Case in point: another Musk company, Tesla. In 2021, it moved its headquarters to Austin, in what The New York Times described as a “blow to California.” But just two years later, the tech mogul returned to the Bay Area and opened Tesla’s “global engineering headquarters” in Palo Alto, which is now also home to engineers from X and another of his companies, xAI. 

‘Talent drives our decisions’

Despite an uptick in funding since the pandemic for companies based in alternative tech markets such as Austin or Miami, 20.6% of all venture capital deals this year in the U.S. took place in the Bay Area, down less than a point from 2019, according to Pitchbook. 

“You get these big headlines, but no one ever talks about how the overall market is doing as an entity, which doesn’t quite tell the story certain people want,” said Kyle Stanford, the lead U.S. venture capital research analyst at PitchBook. 

When the likes of Andreessen Horowitz say they’re leaving San Francisco, it’s more of a boon for whatever markets receive them than an indication that the Bay Area market is failing, Stanford explained. 

“The sheer amount of funds that exist in the Bay Area almost insulate it from any massive shift,” Stanford said. “So even if, say, 10 to 20 firms leave, there will always be something to fill that in.”

Further, it’s natural for companies to shift their real estate strategy depending on the location of the workforce they need at a particular time.  

“If you have an intense need for top-end engineering talent, then you’re probably going to want to stay in the mix in the Bay Area,” Moeller said. “But if your company is, say, more in sustaining mode or in search of more commodity labor, then you might evaluate areas where the cost of living isn’t as high.”

-------

*WHAT YOU SHOULD DO*. Continue the article on tech companies and venture capital in the Bay Area, starting immediately after its final sentence.

*LISTED RECORDS*.
-------

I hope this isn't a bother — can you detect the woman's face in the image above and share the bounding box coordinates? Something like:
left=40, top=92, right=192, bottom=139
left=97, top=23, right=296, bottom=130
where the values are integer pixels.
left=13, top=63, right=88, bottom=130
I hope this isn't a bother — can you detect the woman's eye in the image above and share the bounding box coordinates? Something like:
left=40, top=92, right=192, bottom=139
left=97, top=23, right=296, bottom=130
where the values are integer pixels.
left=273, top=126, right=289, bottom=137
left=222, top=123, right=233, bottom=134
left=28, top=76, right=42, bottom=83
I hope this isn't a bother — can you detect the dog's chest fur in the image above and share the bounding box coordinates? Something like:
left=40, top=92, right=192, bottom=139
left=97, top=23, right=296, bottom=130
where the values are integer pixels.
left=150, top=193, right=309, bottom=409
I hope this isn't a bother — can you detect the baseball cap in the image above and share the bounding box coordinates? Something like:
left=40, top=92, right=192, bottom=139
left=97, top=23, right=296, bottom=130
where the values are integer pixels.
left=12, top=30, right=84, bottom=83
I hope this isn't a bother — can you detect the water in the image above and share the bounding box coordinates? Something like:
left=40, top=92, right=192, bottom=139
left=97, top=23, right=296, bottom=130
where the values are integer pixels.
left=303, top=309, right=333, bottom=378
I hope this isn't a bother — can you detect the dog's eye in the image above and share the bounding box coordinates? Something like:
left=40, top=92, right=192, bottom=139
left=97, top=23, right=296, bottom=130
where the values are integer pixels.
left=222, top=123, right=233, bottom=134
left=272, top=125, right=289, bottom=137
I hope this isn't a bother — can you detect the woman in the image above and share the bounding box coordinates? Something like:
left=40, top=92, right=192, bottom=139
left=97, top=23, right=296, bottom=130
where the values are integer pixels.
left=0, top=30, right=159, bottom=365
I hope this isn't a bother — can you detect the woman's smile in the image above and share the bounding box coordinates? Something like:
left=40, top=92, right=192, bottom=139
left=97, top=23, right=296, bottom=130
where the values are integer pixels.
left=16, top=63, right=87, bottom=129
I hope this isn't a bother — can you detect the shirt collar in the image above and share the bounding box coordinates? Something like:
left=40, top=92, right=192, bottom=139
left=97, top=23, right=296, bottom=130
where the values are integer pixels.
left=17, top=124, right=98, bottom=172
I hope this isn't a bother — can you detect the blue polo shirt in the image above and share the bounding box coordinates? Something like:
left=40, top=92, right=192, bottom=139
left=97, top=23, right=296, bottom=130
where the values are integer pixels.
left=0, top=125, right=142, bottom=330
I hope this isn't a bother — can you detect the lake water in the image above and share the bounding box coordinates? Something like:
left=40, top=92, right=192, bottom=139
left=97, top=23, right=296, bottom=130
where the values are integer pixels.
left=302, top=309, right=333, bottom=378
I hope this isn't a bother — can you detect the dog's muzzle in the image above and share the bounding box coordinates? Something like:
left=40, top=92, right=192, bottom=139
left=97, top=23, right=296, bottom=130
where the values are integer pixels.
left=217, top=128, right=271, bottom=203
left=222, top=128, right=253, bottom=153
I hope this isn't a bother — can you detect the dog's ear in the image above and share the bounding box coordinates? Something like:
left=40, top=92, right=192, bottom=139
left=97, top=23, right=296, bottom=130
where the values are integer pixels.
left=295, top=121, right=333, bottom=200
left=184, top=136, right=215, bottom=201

-------

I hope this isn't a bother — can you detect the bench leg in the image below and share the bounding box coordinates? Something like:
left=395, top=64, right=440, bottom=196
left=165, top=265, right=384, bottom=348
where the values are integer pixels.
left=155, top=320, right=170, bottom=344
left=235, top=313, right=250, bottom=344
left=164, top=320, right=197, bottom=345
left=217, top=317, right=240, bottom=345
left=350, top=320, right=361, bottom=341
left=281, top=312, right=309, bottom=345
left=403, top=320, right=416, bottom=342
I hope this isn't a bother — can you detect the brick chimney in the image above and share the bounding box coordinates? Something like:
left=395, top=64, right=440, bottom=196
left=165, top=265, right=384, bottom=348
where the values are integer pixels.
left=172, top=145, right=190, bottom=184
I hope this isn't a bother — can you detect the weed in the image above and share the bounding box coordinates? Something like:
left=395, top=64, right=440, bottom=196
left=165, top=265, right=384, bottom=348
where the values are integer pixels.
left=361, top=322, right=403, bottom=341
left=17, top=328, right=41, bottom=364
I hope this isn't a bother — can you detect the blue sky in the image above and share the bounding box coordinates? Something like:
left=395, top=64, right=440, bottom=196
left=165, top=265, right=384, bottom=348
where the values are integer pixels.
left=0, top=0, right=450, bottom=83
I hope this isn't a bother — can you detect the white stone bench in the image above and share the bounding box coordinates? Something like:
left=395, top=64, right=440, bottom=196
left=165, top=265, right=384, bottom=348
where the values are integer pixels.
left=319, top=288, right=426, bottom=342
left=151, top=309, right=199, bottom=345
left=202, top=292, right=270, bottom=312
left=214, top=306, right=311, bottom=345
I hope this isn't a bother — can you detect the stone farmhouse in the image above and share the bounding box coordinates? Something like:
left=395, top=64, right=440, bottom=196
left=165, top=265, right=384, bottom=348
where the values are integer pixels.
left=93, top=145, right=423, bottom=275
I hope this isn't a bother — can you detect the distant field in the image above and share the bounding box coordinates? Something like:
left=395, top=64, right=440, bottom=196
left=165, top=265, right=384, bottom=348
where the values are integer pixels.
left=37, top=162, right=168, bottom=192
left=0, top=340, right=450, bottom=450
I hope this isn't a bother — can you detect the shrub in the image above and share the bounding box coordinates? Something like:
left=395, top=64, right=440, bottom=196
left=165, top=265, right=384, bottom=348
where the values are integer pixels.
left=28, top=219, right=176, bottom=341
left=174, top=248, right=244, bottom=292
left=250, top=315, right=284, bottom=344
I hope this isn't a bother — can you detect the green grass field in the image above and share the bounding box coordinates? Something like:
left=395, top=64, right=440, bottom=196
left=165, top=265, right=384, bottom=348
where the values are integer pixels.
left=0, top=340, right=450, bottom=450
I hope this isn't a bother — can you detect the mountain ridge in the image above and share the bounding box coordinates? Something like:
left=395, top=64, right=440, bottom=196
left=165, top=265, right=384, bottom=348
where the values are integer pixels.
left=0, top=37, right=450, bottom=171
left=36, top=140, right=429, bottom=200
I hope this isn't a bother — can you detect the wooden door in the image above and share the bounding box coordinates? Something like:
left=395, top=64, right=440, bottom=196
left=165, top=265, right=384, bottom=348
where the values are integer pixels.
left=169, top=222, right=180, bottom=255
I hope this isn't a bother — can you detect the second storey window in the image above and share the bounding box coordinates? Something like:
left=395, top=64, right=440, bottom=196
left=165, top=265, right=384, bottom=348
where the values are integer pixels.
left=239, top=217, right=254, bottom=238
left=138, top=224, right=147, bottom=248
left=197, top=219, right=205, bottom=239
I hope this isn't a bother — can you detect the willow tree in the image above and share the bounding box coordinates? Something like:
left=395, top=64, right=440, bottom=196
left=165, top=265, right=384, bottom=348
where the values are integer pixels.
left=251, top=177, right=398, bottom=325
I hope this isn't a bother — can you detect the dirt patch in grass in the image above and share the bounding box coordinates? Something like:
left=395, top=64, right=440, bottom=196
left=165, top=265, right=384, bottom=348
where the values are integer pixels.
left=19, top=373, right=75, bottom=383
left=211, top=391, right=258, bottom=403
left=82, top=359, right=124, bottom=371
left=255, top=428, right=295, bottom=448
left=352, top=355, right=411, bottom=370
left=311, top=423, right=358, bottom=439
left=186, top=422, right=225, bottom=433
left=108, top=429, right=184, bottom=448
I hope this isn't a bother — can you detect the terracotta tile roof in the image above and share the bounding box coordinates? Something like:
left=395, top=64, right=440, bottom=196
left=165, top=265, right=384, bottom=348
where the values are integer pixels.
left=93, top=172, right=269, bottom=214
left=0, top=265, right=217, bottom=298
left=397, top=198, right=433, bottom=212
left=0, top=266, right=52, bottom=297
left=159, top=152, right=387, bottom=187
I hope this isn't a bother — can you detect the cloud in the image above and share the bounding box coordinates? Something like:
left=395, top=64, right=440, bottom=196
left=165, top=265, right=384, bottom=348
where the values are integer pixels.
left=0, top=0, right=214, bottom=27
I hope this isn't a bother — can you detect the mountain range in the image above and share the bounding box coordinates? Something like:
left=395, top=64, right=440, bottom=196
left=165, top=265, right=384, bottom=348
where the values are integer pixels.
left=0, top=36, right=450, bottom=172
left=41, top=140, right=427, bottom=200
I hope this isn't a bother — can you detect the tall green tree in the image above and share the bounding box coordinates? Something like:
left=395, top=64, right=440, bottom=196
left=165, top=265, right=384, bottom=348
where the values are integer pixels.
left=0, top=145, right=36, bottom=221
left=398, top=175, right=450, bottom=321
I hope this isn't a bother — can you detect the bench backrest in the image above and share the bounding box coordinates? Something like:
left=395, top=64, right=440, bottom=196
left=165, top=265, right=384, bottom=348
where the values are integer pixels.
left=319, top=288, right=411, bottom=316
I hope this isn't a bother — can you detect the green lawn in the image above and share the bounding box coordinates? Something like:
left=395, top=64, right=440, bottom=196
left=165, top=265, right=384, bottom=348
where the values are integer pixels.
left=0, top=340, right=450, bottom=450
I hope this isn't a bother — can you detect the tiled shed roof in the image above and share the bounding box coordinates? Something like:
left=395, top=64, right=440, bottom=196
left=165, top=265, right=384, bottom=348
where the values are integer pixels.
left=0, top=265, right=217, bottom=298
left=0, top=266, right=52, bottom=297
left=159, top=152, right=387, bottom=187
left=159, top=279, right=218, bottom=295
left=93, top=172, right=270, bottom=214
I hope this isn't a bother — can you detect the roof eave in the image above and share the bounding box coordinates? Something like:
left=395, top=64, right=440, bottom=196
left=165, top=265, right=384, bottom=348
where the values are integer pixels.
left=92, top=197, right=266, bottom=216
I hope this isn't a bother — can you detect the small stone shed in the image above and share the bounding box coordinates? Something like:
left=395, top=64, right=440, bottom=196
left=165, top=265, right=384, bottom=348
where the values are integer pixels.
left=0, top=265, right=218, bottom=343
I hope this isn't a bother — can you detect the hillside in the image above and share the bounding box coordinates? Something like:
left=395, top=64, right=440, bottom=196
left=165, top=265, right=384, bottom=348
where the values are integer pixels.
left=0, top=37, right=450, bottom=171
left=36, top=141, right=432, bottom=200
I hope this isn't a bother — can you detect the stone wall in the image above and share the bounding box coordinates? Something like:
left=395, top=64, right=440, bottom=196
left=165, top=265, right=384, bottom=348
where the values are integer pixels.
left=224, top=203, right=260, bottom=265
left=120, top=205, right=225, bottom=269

-------

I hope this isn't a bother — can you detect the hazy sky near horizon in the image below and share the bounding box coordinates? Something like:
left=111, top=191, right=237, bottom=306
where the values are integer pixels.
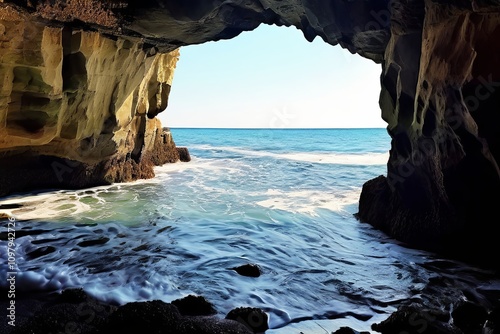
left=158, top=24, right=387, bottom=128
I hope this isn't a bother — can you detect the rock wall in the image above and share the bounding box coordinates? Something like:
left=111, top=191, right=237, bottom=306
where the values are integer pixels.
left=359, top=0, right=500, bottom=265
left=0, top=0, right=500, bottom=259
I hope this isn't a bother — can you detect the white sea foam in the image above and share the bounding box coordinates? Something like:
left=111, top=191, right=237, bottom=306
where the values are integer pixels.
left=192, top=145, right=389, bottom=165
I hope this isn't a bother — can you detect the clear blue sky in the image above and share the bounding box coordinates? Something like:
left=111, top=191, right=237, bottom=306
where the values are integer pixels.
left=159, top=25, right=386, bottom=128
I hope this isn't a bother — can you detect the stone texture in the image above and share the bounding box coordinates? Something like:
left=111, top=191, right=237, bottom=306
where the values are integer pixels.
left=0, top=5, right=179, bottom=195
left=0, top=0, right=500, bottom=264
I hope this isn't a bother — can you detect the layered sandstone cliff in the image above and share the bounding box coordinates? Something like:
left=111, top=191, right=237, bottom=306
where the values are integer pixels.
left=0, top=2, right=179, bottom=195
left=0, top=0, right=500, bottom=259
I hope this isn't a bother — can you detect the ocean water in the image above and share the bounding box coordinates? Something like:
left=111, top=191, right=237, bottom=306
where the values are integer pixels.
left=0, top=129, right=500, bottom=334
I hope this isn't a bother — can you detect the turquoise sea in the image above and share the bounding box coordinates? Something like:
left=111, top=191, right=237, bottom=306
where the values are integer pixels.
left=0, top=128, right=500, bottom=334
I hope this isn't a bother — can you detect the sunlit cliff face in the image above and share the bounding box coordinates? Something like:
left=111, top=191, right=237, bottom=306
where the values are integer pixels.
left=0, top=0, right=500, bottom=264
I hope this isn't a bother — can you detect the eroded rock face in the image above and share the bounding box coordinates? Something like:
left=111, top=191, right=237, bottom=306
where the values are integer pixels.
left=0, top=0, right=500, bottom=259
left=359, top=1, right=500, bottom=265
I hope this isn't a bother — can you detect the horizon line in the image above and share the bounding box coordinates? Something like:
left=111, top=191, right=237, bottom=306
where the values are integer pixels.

-------

*TASK OUTPUT*.
Take Snowflake Inc. The software company, which was founded in San Mateo, famously went public in 2020 as the “biggest software IPO ever” and shortly thereafter announced that it was going “headquartersless.” It designated Bozeman, Mont., home to its CEO and CFO, as its principal executive base.

However, Snowflake’s office presence in the Bay Area only grew after it “left” the state. The company has since been snapping up more real estate in San Mateo and Dublin. Snowflake did not respond to requests for comment, but a source who works at the company confirmed that its product and engineering teams are clustered in the former location, while the majority of finance and IT teams are in the latter. 

A billboard displays the message "THE DATA IS IN: LOVE WINS" in blue and black text, promoting "Celebrating Pride, Love & Equality" with the Snowflake logo.
Snowflake Inc. was one of the last unicorn companies of the previous tech era to IPO in 2020. | Source: Courtesy Snowflake

This isn’t to say that relocations don’t happen. Chevron, for example, said it will migrate its headquarters from San Ramon to Houston over the next five years after amassing as many as 7,000 workers in the area.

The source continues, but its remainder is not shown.